● **RECORD SET**:
####################
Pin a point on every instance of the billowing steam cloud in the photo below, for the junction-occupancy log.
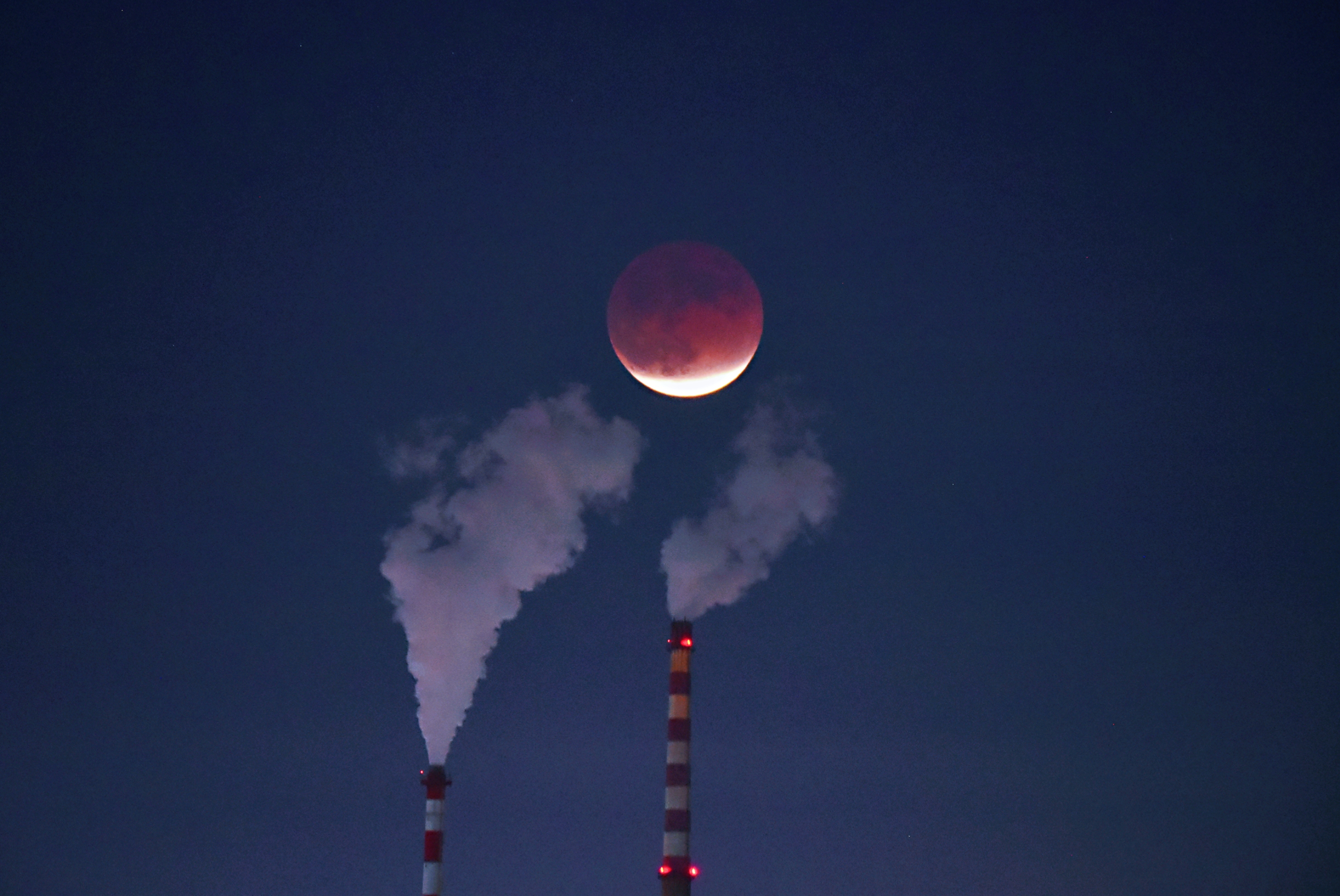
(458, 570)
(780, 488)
####################
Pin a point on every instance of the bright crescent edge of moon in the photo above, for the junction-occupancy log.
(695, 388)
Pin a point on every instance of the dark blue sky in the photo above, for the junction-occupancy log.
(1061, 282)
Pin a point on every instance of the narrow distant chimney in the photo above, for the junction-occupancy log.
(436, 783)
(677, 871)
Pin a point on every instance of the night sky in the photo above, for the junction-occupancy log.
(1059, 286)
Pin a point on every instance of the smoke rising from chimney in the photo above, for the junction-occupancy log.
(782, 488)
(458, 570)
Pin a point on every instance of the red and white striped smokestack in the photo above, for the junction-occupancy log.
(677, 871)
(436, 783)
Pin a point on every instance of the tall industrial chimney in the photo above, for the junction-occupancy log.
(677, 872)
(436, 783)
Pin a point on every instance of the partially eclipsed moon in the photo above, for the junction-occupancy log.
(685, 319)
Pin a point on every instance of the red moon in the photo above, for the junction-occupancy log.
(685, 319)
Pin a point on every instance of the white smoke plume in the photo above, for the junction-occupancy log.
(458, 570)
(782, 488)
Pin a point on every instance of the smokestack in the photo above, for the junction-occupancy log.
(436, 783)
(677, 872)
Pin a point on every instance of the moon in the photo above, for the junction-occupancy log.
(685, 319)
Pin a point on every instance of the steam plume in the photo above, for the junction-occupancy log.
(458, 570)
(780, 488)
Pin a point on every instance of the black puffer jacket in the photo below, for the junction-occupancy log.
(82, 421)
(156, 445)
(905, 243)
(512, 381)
####################
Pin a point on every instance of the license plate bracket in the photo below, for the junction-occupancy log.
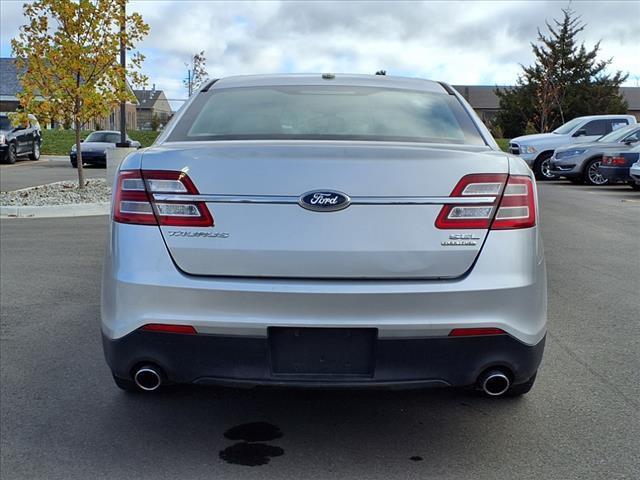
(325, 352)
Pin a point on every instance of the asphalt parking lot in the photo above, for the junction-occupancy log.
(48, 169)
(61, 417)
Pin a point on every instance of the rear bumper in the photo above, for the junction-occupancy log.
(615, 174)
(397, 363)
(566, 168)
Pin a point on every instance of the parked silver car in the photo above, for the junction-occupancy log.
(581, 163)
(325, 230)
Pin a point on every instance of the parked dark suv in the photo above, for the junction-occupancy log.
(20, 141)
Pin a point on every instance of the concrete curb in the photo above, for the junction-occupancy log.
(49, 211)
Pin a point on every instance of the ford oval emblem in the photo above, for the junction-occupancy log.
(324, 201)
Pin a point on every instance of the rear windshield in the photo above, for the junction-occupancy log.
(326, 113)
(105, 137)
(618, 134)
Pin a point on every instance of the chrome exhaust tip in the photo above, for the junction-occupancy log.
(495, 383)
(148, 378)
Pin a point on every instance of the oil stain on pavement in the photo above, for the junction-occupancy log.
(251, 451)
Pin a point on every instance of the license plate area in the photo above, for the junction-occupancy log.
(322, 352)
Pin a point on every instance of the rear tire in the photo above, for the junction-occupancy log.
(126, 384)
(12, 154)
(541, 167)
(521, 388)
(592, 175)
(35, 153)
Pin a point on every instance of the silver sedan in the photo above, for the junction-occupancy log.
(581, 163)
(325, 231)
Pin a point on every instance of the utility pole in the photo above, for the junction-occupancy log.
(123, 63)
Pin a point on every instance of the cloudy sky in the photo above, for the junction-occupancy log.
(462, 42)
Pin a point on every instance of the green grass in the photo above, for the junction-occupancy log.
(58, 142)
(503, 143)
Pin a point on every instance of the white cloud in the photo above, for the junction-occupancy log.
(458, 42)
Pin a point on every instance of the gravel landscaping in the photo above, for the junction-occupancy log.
####################
Could you set down, exactly as written, the lines above between the one holding "Pin a point on every instance of the white cloud" and the one holding "Pin a point on every instance of the gravel", inclusive, and nothing more?

Pin a point on every instance of the white cloud in the photo above, for the junction-occupancy log.
(458, 42)
Pin a point on every instance of the gravel landscaping in the photo above, for the junction-occupancy log.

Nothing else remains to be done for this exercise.